▶ [Work to be completed] Return all of the lines below exactly as they are.

▶ [Provided entries]

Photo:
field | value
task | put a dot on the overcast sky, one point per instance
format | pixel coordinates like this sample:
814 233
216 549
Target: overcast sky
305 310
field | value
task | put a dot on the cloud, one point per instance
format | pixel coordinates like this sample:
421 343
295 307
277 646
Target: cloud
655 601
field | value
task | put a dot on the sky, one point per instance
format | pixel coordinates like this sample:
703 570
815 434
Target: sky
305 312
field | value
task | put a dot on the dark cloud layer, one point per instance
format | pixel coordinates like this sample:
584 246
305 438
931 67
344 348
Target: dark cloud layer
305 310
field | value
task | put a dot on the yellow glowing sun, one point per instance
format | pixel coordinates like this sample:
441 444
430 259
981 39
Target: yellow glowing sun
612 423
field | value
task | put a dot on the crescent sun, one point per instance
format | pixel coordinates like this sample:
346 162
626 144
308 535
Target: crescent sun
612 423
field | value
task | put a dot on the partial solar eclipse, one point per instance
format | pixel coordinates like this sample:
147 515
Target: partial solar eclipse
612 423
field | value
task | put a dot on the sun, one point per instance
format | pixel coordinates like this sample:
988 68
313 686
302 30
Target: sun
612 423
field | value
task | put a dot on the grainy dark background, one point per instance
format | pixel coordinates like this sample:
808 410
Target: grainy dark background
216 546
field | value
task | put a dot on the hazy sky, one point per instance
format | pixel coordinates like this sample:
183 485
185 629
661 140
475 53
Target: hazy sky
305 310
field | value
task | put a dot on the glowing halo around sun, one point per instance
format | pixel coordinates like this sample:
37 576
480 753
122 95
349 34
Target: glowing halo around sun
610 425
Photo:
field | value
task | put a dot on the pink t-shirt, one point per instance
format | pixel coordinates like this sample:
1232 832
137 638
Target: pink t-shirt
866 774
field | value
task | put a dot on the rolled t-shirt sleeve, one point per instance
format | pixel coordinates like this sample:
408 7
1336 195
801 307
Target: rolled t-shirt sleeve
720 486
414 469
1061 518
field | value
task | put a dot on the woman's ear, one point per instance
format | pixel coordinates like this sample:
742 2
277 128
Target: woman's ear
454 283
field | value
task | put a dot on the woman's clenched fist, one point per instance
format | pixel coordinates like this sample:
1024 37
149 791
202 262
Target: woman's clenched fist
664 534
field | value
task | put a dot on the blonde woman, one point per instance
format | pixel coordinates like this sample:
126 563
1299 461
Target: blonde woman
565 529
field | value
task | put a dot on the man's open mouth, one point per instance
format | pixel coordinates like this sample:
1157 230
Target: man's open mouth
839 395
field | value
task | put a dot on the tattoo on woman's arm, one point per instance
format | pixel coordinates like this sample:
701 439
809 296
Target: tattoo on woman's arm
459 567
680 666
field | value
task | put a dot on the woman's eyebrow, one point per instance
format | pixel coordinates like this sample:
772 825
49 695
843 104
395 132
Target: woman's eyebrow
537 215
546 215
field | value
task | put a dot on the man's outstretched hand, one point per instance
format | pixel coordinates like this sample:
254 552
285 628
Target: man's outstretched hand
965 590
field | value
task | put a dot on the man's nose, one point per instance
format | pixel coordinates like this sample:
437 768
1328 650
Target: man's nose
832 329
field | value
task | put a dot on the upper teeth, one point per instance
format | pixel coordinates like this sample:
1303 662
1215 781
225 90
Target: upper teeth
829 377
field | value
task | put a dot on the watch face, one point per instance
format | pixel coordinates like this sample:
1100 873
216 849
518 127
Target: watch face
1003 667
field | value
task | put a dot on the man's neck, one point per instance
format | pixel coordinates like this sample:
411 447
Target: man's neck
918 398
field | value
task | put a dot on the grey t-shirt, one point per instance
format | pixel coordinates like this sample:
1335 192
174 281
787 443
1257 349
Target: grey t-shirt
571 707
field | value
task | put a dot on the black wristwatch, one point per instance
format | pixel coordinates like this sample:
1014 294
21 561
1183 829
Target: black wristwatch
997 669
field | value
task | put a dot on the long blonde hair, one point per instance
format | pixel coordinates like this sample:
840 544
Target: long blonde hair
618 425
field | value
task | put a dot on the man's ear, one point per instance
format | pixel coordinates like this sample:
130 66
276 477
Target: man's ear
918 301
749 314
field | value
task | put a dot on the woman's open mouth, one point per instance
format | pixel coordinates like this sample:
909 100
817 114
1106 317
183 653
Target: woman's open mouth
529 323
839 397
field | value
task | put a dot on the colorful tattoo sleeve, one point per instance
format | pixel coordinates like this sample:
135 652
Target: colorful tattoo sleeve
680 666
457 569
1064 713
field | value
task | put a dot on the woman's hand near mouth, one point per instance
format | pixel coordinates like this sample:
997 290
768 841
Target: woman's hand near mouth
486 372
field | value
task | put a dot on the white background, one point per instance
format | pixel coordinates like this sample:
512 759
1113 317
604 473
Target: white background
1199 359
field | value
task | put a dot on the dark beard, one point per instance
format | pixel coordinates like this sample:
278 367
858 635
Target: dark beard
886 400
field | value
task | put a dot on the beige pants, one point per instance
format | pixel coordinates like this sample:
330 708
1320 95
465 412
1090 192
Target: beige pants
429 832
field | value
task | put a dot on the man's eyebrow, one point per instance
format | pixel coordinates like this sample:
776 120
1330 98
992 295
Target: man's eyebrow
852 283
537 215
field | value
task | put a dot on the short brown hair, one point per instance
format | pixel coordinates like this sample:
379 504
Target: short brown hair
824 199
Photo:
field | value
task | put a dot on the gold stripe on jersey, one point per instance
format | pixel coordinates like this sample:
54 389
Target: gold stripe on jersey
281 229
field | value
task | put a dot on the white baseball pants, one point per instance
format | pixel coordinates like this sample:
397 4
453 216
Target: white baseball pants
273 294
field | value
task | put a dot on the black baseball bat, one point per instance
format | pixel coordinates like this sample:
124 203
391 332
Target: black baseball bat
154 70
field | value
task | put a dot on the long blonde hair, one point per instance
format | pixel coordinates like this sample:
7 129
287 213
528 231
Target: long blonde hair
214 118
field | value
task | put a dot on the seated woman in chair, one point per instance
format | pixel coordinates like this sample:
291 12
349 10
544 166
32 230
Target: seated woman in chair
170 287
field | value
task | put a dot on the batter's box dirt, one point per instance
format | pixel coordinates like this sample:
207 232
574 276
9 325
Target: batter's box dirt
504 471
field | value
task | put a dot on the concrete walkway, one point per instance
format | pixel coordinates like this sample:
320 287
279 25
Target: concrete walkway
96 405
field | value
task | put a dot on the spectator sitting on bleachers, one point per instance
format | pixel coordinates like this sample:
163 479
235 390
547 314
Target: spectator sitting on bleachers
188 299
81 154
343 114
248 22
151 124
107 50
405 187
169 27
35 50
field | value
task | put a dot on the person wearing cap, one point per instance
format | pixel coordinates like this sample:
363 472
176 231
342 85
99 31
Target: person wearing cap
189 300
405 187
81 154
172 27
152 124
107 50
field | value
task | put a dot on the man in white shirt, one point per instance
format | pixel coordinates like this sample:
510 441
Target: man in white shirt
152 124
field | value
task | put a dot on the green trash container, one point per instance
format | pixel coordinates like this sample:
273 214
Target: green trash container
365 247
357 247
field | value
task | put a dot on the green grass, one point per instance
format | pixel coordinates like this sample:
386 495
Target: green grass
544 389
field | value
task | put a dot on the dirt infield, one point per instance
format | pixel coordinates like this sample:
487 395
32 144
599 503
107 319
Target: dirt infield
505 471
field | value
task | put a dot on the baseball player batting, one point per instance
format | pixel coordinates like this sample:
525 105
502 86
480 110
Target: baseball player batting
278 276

▶ [Response for this exercise]
Photo:
field | value
task | put a dot on the overcast sky, one point per instance
format | pixel coordinates like this sample:
814 233
216 549
Target: overcast sky
305 310
field | value
task | put a dot on the cloud, one point per instance
format | pixel coordinates like this sample:
421 343
295 307
277 646
Target: cloud
655 601
field | value
task | put a dot on the sky, one point per instance
format | pixel coordinates like this sample:
703 570
815 434
Target: sky
305 312
field | value
task | put a dot on the dark cloud layer, one point per instance
format | pixel coordinates like this sample:
584 246
305 438
931 67
344 348
Target: dark cloud layer
305 310
field | value
task | put a dot on the yellow glowing sun, one point per instance
format | pixel coordinates like this sample:
441 444
430 259
981 39
Target: yellow glowing sun
612 423
field | value
task | put a dot on the crescent sun, one point per instance
format | pixel coordinates like this sample:
346 162
626 144
308 535
Target: crescent sun
612 423
field | value
task | put a dot on the partial solar eclipse, one point per instance
format | pixel coordinates like this sample:
147 515
Target: partial solar eclipse
612 423
field | value
task | put a dot on the sun, one point per instance
format | pixel coordinates like this sample:
988 68
313 686
302 30
Target: sun
612 423
field | value
task | put a dot on the grainy dark background, one point per instance
format | pixel coordinates like this sample:
808 410
Target: grainy dark background
216 546
field | value
task | put a dot on the hazy sky, one point per instance
format | pixel coordinates like this sample:
183 485
185 629
661 140
475 53
Target: hazy sky
305 310
field | value
task | put a dot on the glowing halo around sun, one point per instance
format | pixel coordinates like this sample:
37 576
480 753
122 95
349 34
Target: glowing halo around sun
610 425
Photo:
field | value
task | put a dot on the pink t-shirt, one point per instance
format | pixel coordinates like this sample:
1232 832
137 638
Target: pink t-shirt
866 774
field | value
task | put a dot on the rolled t-shirt sleeve, one point per instance
format | pixel coordinates like this sample:
408 7
1336 195
801 307
Target: rolled t-shirt sleeve
720 486
414 469
1061 518
field | value
task | put a dot on the woman's ear, one point per instance
format | pixel coordinates like this sample:
742 2
277 128
Target: woman's ear
454 283
field | value
task | put a dot on the woman's clenched fist, one point per instance
format | pixel coordinates like this sample:
1024 37
149 791
202 262
Target: woman's clenched fist
664 534
field | value
task | put a dot on the blonde woman, one point per instance
format | pixel coordinates like this sample:
126 563
1299 461
Target: blonde woman
565 529
field | value
task | put a dot on the man's open mouth, one point per instance
format | pixel coordinates like this sample:
1157 230
Target: man's open mouth
839 395
field | value
task | put a dot on the tattoo on woman's arm, one point per instance
format | pixel coordinates like this sample:
701 439
809 296
Target: tattoo on woman's arm
459 567
680 666
field | value
task | put a dot on the woman's eyebrow, one point per instance
format | pixel coordinates like this sample:
772 825
49 695
843 104
395 132
Target: woman's eyebrow
537 215
546 215
field | value
task | put a dot on the man's outstretched hand, one point per instance
format | pixel coordinates like this sample:
254 552
285 628
Target: man's outstretched hand
965 590
field | value
task | put a dot on the man's nose, one point per instance
format | pixel coordinates like this sample:
437 768
1328 650
Target: man's nose
832 329
field | value
task | put a dot on the upper teeth, one point per instance
format | pixel coordinates like this sample:
1303 662
1215 781
225 90
Target: upper teeth
829 377
field | value
task | put a dot on the watch face, one point per instance
format | pixel coordinates like this sample:
1100 873
216 849
518 127
Target: watch face
1003 667
field | value
task | put a dot on the man's neck, one point per instance
format | pixel coordinates like this sample:
411 447
Target: man's neck
918 398
field | value
task | put a dot on the grey t-shirt, one point per instance
format | pixel coordinates like this sample:
1335 192
174 281
787 443
1257 349
Target: grey t-shirt
571 707
field | value
task | put a dot on the black wristwatch, one point per instance
format | pixel coordinates like this sample:
1014 294
21 561
1183 829
Target: black wristwatch
997 669
field | value
task | put a dot on the long blonde hair, one point per instance
format | pixel coordinates like this sample:
840 544
Target: long blonde hair
618 425
field | value
task | put a dot on the man's ear, one point per instance
format | pixel coordinates like this sample:
130 66
276 477
Target: man's ear
918 301
749 314
field | value
task | put a dot on the woman's open mouth, one point per instance
format | pixel coordinates like this sample:
909 100
817 114
1106 317
183 653
Target: woman's open mouth
529 323
839 397
field | value
task | put a dot on the colorful tattoo sleeve, one point per instance
format | pixel coordinates like this sample:
135 652
Target: colorful tattoo sleeve
680 666
457 569
1064 713
field | value
task | put a dot on the woman's hand near mouth, one point per instance
format | pixel coordinates like this sample:
997 290
768 841
Target: woman's hand near mouth
486 372
field | value
task | put a dot on the white background, one point per instance
format | pixel coordinates like this sample:
512 759
1113 317
604 473
Target: white background
1199 359
field | value
task | put a dot on the dark beard, one point per instance
format | pixel coordinates like this sample:
278 367
858 635
Target: dark beard
886 400
field | value
task | put a dot on the beige pants, one point per instance
format | pixel coordinates like this sample:
330 708
1320 95
465 412
1090 192
Target: beige pants
429 832
field | value
task | put a dot on the man's eyebrow, one point per instance
format | pixel coordinates like this sample:
776 120
1330 98
992 295
Target: man's eyebrow
852 283
537 215
field | value
task | put a dot on the short brown hair, one point per instance
format | pixel coordinates like this sample:
379 504
Target: short brown hair
824 199
Photo:
field | value
task | put a dot on the gold stripe on jersey, one point per instance
format | pixel coordinates like this sample:
54 389
Target: gold stripe on jersey
281 229
field | value
task | put a dot on the white baseball pants, one point per instance
format | pixel coordinates like this sample:
397 4
453 216
Target: white baseball pants
273 294
field | value
task | put a dot on the black baseball bat, one point per instance
format | pixel coordinates like this sample:
124 203
391 332
Target: black baseball bat
154 70
field | value
task | put a dot on the long blonde hair, one point per instance
format | pixel coordinates like this sample:
7 129
287 213
528 231
Target: long blonde hair
214 118
field | value
task | put a dot on the seated woman in chair, one point per instance
format | pixel coordinates like this sample:
291 12
349 10
544 166
32 230
Target: seated woman in chair
170 287
field | value
task | put a dot on the batter's box dirt, one point per instance
format | pixel coordinates like this sample:
207 232
574 276
9 325
Target: batter's box dirt
504 471
field | value
task | put a dot on the concrete walkway, one point per instance
format | pixel coordinates like this sample:
320 287
279 25
Target: concrete walkway
96 405
field | value
task | put a dot on the spectator sitting on bleachers, one point per instance
format | pixel coordinates like this sample:
163 479
235 390
547 314
Target: spectator sitting on bleachers
188 299
81 154
343 114
248 22
151 124
107 50
405 187
169 27
35 50
field | value
task | put a dot on the person wearing cap, one point per instance
format | pixel coordinates like this sample:
363 472
176 231
342 85
99 31
Target: person wearing cap
189 300
405 187
81 154
172 27
152 124
107 50
field | value
task | put a dot on the man in white shirt, one point per instance
format | pixel coordinates like this sample:
510 441
Target: man in white shirt
152 124
field | value
task | put a dot on the green trash container, one point per instance
format | pixel coordinates like this sample:
273 214
Target: green trash container
365 247
357 247
field | value
task | put a dot on the green grass, one point per instance
format | pixel coordinates like this sample:
386 495
Target: green grass
544 389
field | value
task | put a dot on the dirt infield, one point per instance
format | pixel coordinates like this sample:
487 395
32 144
599 503
107 319
Target: dirt infield
505 471
field | value
task | put a dot on the baseball player batting, one point per instance
format | pixel coordinates like this sample:
525 105
502 86
480 110
Target: baseball player batting
278 276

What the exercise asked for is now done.